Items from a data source
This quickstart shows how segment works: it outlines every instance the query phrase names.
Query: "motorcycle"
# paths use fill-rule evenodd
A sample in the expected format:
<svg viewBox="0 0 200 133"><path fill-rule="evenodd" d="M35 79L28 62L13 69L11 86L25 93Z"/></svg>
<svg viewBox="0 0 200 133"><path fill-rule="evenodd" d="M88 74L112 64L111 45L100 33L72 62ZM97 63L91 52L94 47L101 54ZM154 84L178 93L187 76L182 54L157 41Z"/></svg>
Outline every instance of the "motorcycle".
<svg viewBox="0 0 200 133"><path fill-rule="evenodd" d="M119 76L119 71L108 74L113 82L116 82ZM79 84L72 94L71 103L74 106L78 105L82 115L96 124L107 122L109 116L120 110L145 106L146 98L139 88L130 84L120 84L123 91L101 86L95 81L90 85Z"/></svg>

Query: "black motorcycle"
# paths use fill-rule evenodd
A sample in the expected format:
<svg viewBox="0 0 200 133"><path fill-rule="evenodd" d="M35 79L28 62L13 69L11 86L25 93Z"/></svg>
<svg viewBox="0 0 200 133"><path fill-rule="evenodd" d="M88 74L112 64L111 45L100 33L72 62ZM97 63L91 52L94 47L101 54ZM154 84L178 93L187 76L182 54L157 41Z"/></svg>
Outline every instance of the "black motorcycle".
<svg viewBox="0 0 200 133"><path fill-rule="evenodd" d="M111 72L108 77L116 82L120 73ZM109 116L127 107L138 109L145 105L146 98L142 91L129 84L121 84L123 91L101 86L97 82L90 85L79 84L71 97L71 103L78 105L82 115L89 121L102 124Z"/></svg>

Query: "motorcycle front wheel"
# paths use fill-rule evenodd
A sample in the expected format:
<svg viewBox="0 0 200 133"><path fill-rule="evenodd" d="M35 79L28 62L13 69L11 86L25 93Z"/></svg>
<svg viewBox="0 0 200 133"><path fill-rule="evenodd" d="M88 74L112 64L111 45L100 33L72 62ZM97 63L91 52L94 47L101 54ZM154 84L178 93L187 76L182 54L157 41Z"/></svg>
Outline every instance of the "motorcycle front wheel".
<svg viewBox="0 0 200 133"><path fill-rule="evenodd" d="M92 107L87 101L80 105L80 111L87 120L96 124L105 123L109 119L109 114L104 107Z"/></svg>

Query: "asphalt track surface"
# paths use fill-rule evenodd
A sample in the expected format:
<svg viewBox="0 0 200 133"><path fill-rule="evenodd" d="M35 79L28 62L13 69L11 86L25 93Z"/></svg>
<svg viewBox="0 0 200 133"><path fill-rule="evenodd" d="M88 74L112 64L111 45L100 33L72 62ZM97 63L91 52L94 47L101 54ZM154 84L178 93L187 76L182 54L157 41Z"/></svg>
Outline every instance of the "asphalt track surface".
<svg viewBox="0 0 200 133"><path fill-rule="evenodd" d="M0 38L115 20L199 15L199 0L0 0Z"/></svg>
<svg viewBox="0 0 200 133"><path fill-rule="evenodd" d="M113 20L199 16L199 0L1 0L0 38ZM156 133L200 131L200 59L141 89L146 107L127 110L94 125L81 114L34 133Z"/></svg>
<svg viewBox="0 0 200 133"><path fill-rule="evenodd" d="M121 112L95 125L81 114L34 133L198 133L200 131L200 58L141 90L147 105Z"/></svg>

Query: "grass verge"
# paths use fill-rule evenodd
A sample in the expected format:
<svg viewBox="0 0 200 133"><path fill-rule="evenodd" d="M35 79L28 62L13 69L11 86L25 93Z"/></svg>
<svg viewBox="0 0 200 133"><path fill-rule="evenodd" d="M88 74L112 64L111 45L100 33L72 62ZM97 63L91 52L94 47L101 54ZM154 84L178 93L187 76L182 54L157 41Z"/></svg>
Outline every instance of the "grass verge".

### Exercise objective
Present the lines from the start of the entries through the line containing "76L119 71L108 74L113" as a Markdown table with columns Row and Line. Skip any blank lines.

### Solved problem
| Row | Line |
|---|---|
| 1 | This quickstart shows how segment works: it outlines every instance the query phrase names. |
| 2 | Query: "motorcycle" |
| 3 | # paths use fill-rule evenodd |
| 4 | A sample in the expected format: |
| 5 | <svg viewBox="0 0 200 133"><path fill-rule="evenodd" d="M35 79L28 62L13 69L11 86L25 93Z"/></svg> |
| 6 | <svg viewBox="0 0 200 133"><path fill-rule="evenodd" d="M88 74L112 64L111 45L100 33L72 62ZM97 63L91 52L94 47L101 54ZM154 84L178 93L187 76L182 54L157 41Z"/></svg> |
| 7 | Outline every instance of the "motorcycle". |
| 8 | <svg viewBox="0 0 200 133"><path fill-rule="evenodd" d="M119 76L119 71L108 74L113 82L116 82ZM79 84L72 94L71 103L74 106L78 105L82 115L96 124L107 122L109 116L120 110L145 106L146 98L139 88L130 84L120 84L123 91L101 86L95 81L90 85Z"/></svg> |